Extrait du texte:
· · · ·

Vous vous direz probablement, ce gars-là nous réinvente les soviets et le centralisme démocratique, et vous n'aurez pas tort. Mais les bolcheviks quant à eux réinventèrent les comités révolutionnaires et les cahiers de doléance, bref, d'un siècle à l'autre les méthodes pour savoir ce que veut le peuple ne changent guère: il faut le lui demander, et il n'y a pas 36 manières de le faire. Il y a tout de même une différence, contrairement à mes illustres prédécesseurs, je souhaite que les choses se passent dans le cadre des institutions existantes: il y en a un peu marre des révolutions, ça pose problème, même si l'on a les meilleures intentions du monde, quand on établit son régime dans un bain de sang, il ne part pas sur de bonnes bases, c'est sûr, ça crée du ressentiment chez les «épurés». Et on les comprend. Dans le cadre des institutions, mais non selon les méthodes des institutions. Je ne sais pas si vous avez remarqué, depuis une vingtaine d'années nos «responsables politiques» s'ingénient à réduire le caractère déjà vaguement démocratique de la V° République, pour en faire une sorte de république censitaire qui ne veut pas dire son nom, la récente modification du mode de scrutin des élections régionales et européennes va tout-à-fait dans ce sens. Et les députés de la majorité actuelle veulent encore plus pousser à ça, pour les législatives, puisqu'ils projettent de faire qu'au deuxième tour ne puissent se présenter que les deux candidats arrivés en tête au premier.

· · · ·

Données fournies:

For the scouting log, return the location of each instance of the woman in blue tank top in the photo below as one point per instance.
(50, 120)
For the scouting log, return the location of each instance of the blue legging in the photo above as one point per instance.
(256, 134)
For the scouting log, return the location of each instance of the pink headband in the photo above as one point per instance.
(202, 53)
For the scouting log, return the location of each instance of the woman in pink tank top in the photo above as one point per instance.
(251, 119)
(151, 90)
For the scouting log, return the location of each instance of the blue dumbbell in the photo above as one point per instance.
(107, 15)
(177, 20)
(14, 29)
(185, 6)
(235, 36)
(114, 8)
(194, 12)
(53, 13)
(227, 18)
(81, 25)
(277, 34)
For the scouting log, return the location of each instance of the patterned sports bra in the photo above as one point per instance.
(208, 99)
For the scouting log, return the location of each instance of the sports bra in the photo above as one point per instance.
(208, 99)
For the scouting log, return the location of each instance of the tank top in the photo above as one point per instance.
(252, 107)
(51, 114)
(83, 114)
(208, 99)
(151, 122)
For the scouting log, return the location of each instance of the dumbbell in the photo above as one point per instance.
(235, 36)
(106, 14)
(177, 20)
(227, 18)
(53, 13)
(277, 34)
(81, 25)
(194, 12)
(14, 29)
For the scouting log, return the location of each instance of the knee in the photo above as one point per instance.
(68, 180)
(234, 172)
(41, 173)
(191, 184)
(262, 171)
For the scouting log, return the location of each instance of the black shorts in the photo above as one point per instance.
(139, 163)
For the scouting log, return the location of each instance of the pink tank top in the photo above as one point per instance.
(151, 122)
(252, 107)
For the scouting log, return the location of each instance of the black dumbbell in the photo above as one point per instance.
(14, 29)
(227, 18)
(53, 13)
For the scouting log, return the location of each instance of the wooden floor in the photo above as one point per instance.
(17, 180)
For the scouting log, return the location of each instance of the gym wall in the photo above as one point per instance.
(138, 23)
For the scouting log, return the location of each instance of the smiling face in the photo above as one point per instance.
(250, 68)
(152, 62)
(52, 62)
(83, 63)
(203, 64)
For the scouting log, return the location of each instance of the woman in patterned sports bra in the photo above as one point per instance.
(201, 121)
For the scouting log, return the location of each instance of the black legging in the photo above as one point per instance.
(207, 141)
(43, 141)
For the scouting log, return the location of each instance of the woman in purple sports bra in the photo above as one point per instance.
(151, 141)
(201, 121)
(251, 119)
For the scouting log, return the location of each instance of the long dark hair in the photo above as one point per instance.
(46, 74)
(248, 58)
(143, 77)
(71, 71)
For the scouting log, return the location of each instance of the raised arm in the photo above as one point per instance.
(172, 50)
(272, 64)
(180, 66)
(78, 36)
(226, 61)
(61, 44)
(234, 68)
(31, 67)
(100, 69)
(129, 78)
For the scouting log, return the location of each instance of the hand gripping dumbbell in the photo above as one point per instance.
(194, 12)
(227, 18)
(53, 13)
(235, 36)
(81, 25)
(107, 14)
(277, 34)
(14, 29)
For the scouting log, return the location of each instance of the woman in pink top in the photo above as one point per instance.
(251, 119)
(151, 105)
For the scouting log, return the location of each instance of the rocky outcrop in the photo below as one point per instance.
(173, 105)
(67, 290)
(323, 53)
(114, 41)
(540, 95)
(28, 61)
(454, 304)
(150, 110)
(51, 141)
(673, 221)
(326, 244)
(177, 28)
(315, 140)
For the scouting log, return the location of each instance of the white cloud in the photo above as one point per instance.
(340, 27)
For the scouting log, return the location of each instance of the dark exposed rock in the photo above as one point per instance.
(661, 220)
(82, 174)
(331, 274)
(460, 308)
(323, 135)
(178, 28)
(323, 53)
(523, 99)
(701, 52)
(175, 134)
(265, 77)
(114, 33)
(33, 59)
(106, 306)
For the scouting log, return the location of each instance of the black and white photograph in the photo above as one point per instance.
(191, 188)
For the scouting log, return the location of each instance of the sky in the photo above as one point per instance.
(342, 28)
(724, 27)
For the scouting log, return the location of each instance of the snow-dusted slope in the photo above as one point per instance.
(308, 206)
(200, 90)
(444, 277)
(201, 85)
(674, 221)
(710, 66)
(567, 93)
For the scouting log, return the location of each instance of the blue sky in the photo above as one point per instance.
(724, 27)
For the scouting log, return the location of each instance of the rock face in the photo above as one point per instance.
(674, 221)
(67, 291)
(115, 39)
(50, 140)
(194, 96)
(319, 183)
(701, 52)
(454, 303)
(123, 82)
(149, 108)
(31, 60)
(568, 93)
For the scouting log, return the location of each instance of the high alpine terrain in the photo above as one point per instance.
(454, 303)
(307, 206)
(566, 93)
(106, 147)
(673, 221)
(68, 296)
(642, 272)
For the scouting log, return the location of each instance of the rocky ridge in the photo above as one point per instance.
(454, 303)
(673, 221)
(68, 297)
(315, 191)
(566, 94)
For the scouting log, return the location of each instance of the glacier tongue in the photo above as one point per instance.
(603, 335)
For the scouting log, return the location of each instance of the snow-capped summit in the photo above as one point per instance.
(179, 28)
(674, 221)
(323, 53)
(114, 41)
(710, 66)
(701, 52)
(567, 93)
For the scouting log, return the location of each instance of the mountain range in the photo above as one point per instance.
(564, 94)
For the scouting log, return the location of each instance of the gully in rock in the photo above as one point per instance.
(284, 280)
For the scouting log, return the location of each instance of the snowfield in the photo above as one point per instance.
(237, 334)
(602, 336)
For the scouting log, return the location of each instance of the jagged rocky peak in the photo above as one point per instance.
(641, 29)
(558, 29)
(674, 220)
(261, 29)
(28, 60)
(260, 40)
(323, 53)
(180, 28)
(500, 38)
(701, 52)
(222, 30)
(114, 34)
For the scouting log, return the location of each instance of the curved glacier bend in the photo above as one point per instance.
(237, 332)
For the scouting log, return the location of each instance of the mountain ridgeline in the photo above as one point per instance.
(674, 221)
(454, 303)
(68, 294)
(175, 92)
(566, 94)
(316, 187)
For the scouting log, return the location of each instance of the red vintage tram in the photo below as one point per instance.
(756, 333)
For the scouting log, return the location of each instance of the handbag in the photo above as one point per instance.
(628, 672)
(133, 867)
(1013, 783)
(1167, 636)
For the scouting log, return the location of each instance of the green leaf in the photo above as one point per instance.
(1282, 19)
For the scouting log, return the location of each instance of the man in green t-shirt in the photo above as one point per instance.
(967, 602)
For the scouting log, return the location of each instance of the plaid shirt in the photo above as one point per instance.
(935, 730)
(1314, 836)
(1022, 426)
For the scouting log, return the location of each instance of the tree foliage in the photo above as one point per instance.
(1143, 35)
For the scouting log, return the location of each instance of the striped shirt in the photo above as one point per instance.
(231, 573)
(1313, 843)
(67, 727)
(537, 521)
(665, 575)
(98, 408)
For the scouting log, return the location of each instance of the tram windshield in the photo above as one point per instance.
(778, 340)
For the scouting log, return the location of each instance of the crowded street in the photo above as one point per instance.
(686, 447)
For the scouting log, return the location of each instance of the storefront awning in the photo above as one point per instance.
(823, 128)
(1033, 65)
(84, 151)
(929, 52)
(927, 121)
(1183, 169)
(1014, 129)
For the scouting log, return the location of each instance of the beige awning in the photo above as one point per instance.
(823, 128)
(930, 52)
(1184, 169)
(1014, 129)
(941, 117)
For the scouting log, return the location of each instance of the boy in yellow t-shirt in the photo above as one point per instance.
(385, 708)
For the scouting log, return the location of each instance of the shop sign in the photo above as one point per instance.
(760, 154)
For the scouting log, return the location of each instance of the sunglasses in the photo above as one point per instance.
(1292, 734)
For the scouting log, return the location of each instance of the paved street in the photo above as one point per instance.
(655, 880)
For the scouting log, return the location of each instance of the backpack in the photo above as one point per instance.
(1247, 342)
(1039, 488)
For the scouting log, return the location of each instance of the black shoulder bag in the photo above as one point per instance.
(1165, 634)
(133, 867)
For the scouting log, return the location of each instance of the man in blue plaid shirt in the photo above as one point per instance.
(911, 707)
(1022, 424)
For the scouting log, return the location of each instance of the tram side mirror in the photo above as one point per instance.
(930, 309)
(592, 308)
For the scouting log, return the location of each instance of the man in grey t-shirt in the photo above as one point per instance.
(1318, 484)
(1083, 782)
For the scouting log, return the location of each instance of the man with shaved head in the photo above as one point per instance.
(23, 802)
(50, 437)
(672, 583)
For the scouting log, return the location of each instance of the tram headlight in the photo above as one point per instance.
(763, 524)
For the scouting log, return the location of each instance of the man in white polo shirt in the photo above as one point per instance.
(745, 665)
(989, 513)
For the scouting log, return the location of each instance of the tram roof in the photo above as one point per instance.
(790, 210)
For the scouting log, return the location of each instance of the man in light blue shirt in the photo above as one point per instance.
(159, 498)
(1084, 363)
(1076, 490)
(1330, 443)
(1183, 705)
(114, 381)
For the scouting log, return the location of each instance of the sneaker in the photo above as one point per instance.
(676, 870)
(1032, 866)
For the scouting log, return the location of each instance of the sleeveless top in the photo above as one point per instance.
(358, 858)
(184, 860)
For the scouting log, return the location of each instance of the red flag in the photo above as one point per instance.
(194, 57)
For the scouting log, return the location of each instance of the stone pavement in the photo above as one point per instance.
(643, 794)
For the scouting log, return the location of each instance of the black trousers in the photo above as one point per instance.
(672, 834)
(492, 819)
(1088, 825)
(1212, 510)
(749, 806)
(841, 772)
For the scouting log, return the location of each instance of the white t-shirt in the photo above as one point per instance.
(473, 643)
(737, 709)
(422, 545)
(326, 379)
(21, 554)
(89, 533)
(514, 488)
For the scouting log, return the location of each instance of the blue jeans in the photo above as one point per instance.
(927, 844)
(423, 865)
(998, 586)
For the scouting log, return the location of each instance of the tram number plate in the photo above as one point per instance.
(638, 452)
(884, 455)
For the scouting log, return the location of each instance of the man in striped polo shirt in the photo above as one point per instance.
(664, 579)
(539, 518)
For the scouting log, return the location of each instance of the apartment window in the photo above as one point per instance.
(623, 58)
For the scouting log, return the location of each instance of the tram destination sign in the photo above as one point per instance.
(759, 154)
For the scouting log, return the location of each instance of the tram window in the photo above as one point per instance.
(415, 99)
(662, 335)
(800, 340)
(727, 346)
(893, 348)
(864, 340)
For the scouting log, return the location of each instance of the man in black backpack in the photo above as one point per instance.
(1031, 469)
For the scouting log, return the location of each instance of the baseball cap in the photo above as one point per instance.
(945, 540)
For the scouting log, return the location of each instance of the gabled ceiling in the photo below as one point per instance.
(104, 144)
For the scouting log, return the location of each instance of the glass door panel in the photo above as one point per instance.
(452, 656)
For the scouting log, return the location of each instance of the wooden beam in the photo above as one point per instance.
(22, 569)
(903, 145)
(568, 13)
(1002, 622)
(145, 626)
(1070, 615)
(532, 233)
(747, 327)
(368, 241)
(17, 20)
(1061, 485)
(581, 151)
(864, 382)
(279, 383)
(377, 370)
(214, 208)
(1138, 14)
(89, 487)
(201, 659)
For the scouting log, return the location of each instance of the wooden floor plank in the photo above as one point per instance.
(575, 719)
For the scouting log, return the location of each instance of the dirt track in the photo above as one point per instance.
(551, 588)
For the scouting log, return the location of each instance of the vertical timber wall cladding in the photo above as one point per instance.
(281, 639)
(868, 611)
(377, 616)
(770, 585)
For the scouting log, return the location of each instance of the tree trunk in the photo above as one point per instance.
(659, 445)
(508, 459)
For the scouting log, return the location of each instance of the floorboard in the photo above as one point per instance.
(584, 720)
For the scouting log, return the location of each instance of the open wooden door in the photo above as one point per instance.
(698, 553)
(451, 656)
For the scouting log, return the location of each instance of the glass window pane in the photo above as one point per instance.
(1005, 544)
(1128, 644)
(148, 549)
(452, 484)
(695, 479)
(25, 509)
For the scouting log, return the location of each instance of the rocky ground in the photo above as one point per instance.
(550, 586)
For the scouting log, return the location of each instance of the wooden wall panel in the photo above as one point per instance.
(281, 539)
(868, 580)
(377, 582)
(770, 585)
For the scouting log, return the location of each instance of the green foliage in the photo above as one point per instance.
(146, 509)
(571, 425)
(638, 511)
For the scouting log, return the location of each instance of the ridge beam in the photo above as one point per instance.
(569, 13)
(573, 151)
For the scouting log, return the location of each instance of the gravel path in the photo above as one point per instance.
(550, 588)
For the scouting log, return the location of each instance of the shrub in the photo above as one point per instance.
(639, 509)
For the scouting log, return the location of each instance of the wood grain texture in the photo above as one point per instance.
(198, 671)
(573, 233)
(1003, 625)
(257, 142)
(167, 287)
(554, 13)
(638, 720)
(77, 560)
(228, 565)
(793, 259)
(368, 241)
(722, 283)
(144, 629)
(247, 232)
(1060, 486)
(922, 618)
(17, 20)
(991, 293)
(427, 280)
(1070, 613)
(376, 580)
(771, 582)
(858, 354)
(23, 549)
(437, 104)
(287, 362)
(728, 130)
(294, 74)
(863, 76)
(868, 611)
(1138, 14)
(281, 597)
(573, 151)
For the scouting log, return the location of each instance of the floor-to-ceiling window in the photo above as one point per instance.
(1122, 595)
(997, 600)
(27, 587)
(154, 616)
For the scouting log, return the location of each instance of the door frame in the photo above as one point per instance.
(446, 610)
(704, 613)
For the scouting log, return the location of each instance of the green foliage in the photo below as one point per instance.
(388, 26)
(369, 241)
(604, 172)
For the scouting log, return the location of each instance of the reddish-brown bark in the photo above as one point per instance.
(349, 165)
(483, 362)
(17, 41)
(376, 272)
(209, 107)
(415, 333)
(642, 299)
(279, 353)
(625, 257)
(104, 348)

· · · ·

Travail demandé: Restituez l'extrait en entier, mot pour mot, s'il vous plaît. Appuyez-vous uniquement sur l'extrait.

Corrigé de l'exercice:
Vous vous direz probablement, ce gars-là nous réinvente les soviets et le centralisme démocratique, et vous n'aurez pas tort. Mais les bolcheviks quant à eux réinventèrent les comités révolutionnaires et les cahiers de doléance, bref, d'un siècle à l'autre les méthodes pour savoir ce que veut le peuple ne changent guère: il faut le lui demander, et il n'y a pas 36 manières de le faire. Il y a tout de même une différence, contrairement à mes illustres prédécesseurs, je souhaite que les choses se passent dans le cadre des institutions existantes: il y en a un peu marre des révolutions, ça pose problème, même si l'on a les meilleures intentions du monde, quand on établit son régime dans un bain de sang, il ne part pas sur de bonnes bases, c'est sûr, ça crée du ressentiment chez les «épurés». Et on les comprend. Dans le cadre des institutions, mais non selon les méthodes des institutions. Je ne sais pas si vous avez remarqué, depuis une vingtaine d'années nos «responsables politiques» s'ingénient à réduire le caractère déjà vaguement démocratique de la V° République, pour en faire une sorte de république censitaire qui ne veut pas dire son nom, la récente modification du mode de scrutin des élections régionales et européennes va tout-à-fait dans ce sens. Et les députés de la majorité actuelle veulent encore plus pousser à ça, pour les législatives, puisqu'ils projettent de faire qu'au deuxième tour ne puissent se présenter que les deux candidats arrivés en tête au premier.